D’où lui vient l’idée de la misère des infirmiers spécialistes ? L’infirmier spécialiste soupire, marque une pause, comme pour inspirer l’air de la pièce.
Pour commencer, dit-il, il n’y a pas de textes qui régulent l’ensemble de ces opérations dites petites. Le problème, martèle-t-il, tout le monde fait semblant de l’ignorer. Sa parole, ce travail est dévolu au médecin chirurgien, secondé par un médecin réanimateur, assisté par les infirmiers spécialistes qui sont tenus de préparer le matériel, de le leur porter et de les aider dans les actes opératoires.
Autre chose, les textes de la fonction publique hospitalière ont reconnu la spécificité du travail du médecin spécialiste, mais pas celui de l’infirmier spécialiste. Il en veut pour preuve que le médecin spécialiste perçoive une indemnité de 140 000 francs CFA et l’infirmier spécialiste rien. « Même si c’ est 25 000 francs CFA qu’on avait prévu pour nous ? Au moins, on dira qu’on reconnait notre importance. S’il y a à motiver le médecin spécialiste, il faut aussi prévoir une motivation pour celui qui l’assiste», marmonne-t-il.
«Les infirmiers spécialistes travaillent et les médecins signent »
Ce n’est pas tout, il n’y a pas que l’Etat qui méprise le travail de l’aide médecin, enfonce-t-il. Il prend pour exemple une Organisation non gouvernementale (ONG) qui a porté, il y a peu, un projet axé sur un financement basé sur le rendement, à Kongoussi et Boulsa. Cette ONG reconnaissait et payait l’acte des médecins spécialistes et pas celui des aides médecins. Il a fallu trouver un subterfuge : « les infirmiers spécialistes travaillent et les médecins signent pour que l’ONG finance ». Malgré tout ça, reconnait-il les infirmiers sont victimes d’un mépris total des médecins qui ont peu d’égard pour eux. « Ils entretiennent un complexe de supériorité, si fait qu’ils écoutent peu les infirmiers spécialistes et ne manquent pas d’occasion pour les ridiculiser. Le climat est malsain, on dirait que nous ne sommes pas des collaborateurs. Ils n’ont pas un grain de respect pour nous. », note-t-il. Or sa foi, le dans domaine de la santé, l’expérience compte beaucoup.

● **CONSIGNE**
Rédigez la suite de l’extrait consacré à la condition des infirmiers spécialistes, en reprenant après sa dernière phrase. Les lignes reproduites ensuite forment un matériau distinct, sans rapport avec l’extrait.

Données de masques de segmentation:
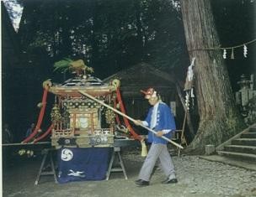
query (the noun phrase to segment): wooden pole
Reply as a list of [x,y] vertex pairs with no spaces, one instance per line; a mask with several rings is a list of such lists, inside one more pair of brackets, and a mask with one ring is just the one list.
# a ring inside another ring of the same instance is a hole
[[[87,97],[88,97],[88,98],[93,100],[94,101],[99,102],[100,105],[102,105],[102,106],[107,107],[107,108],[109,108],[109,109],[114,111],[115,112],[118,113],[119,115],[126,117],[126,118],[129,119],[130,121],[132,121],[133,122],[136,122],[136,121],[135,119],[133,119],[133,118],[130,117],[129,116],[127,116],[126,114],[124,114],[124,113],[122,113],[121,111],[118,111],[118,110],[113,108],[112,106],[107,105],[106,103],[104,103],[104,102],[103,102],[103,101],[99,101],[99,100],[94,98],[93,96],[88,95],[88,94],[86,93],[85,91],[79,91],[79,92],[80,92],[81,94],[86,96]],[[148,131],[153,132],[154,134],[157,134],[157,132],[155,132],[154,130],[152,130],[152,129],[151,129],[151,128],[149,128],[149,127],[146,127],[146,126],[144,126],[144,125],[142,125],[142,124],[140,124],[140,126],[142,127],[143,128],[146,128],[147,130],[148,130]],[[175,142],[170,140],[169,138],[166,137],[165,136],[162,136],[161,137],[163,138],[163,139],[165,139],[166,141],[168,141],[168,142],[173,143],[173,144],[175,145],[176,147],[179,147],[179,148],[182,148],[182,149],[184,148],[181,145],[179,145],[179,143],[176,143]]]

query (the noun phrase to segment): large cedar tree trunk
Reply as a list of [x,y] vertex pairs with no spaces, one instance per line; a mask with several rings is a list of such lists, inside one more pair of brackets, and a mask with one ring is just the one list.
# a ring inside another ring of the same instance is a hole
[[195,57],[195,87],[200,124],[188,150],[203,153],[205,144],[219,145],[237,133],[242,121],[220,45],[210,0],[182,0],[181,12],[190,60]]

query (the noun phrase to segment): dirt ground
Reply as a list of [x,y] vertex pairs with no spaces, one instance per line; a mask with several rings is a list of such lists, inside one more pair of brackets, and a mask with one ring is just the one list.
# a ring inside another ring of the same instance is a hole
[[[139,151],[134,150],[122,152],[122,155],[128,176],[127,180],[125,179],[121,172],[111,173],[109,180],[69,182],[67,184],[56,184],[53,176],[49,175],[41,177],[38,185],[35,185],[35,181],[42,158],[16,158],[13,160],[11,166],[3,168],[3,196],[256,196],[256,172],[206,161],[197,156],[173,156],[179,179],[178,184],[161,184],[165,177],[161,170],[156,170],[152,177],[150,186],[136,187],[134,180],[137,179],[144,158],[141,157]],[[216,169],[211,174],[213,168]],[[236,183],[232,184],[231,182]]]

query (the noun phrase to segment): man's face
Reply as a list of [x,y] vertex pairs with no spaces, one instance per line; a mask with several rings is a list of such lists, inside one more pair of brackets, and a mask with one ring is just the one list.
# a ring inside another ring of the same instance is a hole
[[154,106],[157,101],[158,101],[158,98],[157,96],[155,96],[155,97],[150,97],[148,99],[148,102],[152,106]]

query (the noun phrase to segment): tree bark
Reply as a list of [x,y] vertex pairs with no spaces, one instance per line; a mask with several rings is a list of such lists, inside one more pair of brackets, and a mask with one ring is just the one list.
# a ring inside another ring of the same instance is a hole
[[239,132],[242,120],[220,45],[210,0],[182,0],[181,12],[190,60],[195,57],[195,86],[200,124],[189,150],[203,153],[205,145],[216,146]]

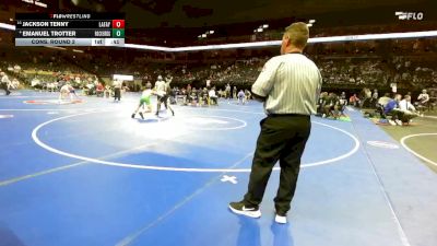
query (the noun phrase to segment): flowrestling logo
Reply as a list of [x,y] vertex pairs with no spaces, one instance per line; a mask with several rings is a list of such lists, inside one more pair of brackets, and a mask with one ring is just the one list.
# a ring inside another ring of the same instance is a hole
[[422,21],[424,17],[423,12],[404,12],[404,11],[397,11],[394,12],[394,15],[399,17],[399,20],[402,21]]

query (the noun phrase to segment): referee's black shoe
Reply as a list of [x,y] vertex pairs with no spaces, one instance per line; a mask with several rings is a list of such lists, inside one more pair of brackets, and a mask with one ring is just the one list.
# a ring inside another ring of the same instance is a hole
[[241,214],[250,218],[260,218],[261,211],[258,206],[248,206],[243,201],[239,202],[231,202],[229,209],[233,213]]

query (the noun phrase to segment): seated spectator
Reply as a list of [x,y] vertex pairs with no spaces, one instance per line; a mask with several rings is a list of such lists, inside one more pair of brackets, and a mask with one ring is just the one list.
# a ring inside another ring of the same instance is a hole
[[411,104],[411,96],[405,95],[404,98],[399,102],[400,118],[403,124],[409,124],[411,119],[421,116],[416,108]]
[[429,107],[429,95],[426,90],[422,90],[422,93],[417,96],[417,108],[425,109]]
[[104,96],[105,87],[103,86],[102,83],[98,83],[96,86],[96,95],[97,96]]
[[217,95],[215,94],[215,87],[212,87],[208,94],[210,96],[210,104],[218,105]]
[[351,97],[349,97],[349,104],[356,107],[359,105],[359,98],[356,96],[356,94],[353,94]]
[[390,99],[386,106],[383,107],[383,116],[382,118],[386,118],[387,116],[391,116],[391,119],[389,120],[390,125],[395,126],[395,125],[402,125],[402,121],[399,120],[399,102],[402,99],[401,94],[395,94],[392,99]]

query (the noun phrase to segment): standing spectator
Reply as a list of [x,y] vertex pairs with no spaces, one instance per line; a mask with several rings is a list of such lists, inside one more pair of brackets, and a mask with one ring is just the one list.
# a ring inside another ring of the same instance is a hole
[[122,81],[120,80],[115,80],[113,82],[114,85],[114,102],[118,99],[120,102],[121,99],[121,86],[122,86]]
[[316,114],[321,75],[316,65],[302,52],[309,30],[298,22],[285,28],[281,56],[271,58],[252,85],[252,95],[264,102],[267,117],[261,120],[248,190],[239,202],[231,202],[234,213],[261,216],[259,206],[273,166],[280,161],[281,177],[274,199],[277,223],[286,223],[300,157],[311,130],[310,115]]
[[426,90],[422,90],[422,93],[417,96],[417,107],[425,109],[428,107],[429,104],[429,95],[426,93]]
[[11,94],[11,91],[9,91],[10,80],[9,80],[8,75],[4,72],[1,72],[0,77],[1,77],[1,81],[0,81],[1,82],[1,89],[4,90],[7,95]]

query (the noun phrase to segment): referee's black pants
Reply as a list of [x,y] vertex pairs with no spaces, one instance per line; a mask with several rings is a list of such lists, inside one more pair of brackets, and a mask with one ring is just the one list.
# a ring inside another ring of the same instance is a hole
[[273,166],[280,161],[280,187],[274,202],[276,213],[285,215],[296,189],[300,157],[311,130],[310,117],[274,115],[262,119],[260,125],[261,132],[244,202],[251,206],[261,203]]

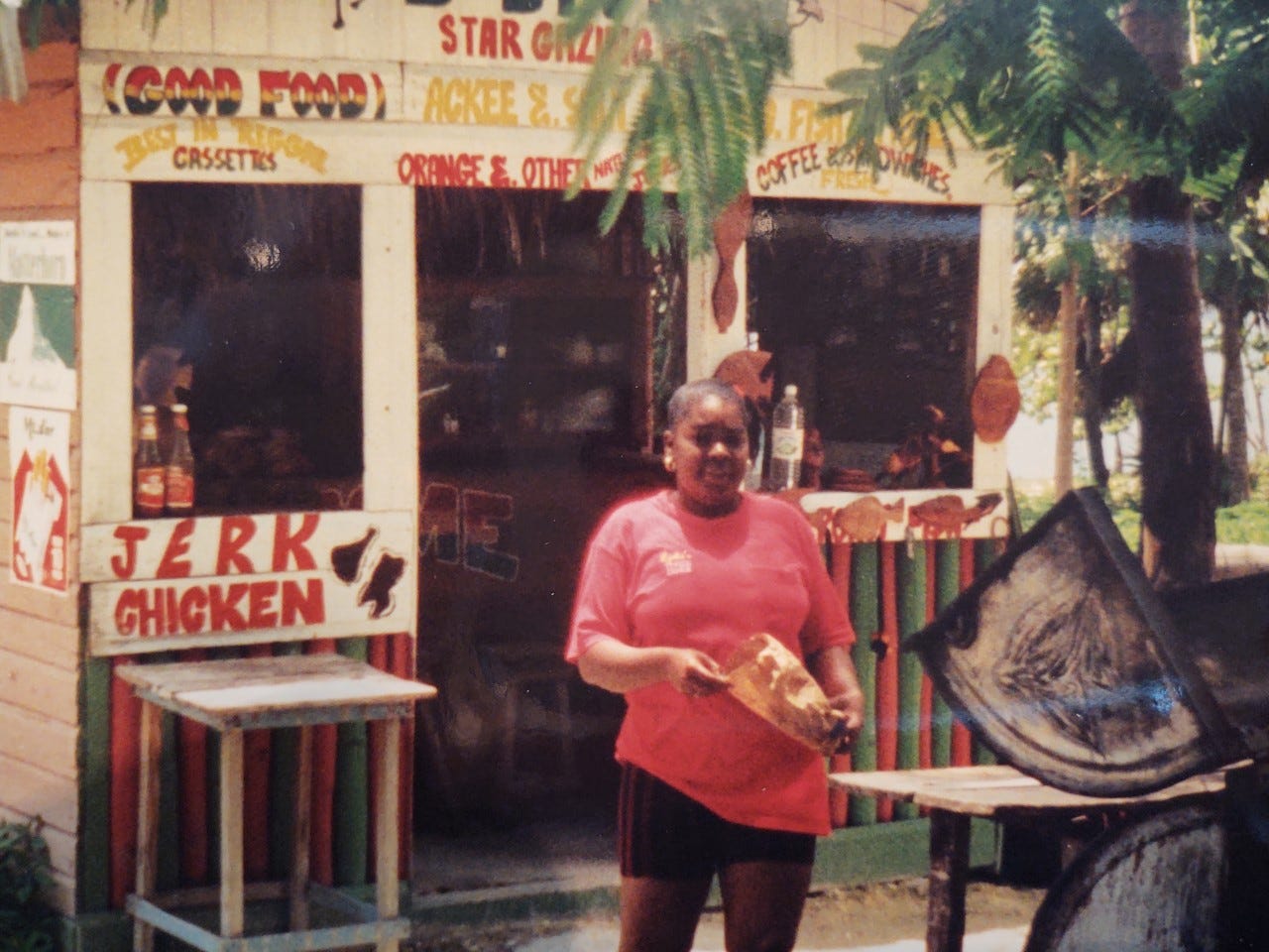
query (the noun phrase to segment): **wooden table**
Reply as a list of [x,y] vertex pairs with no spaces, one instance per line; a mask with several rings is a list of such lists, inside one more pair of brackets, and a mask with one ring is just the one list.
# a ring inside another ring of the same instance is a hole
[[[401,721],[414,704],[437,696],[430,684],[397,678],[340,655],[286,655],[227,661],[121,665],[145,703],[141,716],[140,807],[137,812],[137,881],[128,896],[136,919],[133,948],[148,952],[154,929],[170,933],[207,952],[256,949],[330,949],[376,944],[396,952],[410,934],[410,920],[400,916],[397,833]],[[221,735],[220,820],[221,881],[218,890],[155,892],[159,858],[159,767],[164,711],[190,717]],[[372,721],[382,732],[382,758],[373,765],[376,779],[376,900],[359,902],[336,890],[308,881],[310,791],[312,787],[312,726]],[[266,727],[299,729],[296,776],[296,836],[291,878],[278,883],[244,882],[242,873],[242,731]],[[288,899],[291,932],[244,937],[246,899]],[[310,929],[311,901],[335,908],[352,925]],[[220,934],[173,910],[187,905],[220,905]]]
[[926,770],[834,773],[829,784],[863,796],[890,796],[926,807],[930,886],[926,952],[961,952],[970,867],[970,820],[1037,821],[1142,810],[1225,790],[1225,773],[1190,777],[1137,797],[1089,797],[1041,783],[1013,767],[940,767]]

---

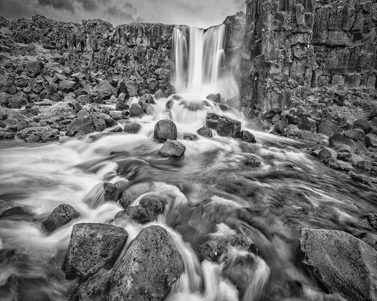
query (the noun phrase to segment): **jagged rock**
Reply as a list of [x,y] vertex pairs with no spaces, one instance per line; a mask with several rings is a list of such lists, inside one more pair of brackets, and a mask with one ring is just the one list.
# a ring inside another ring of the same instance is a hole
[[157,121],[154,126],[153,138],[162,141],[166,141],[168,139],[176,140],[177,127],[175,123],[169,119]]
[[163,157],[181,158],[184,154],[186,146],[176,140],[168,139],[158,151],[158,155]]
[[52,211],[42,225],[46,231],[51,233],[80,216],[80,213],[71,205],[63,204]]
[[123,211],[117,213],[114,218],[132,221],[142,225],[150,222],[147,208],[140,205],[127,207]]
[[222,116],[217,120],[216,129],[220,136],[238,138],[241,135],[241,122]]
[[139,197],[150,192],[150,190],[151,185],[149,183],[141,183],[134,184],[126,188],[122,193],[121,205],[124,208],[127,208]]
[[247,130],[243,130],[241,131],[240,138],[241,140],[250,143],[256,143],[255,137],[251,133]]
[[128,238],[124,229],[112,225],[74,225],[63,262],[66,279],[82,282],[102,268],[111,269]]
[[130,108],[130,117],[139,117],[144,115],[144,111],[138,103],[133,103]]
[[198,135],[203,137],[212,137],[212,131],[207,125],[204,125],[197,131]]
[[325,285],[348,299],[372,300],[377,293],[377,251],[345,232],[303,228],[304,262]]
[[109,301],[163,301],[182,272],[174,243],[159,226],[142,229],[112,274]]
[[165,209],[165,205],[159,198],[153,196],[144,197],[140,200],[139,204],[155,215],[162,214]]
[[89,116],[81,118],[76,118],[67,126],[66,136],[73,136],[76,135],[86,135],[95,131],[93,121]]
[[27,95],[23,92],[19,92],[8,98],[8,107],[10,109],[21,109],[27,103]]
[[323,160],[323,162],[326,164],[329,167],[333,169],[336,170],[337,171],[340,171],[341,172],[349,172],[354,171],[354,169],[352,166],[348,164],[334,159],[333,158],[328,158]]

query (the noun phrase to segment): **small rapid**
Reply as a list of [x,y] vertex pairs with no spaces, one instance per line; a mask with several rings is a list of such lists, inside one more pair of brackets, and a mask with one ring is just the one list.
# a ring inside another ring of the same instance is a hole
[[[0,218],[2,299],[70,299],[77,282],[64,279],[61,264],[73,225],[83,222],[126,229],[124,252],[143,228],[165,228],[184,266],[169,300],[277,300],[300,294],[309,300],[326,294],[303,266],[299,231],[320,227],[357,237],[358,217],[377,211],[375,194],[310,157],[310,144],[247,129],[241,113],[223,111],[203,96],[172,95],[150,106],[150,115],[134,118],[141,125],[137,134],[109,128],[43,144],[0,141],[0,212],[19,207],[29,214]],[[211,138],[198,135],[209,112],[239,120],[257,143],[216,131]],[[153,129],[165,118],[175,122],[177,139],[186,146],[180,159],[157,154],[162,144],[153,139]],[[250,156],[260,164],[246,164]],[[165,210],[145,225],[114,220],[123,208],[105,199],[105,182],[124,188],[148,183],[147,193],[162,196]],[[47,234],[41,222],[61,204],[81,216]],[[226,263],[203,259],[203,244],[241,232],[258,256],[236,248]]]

● **RÉPONSE ATTENDUE**
N’empêche, il soutient que les infirmiers ont longtemps couvert les médecins qui se font remplacer par des stagiaires qui, à peine, viennent de soutenir la thèse de doctorat. Pendant ce temps, « les titulaires » font le tour des cliniques, poursuit-il. « Lors des opérations de césarienne, par exemple, il arrive que des stagiaires soient dépassés par l’évolution de la situation et malgré tout, ils refusent notre assistance, tout simplement parce qu’ils considèrent que nous sommes leurs subalternes. Malheureusement, certaines femmes perdent la vie », confie-t-il, en soulignant que les infirmiers spécialistes ont alors décidé de prendre leur responsabilité.
Si le médecin n’est pas là, on l’attend.
Selon lui, venus de l’ensemble du territoire national, ils se sont donné rendez-vous le 27 juillet dernier à l’école nationale de santé publique où ils ont tenu une réunion. Au terme des échanges, ils ont pris des décisions fortes : « Et depuis le 30 juillet, on a arrêté de jouer le rôle de médecin spécialiste sur toute l’étendue du territoire. Si le médecin n’est pas là, on l’attend. Nous attendons le vote d’une loi qui nous en autorise ».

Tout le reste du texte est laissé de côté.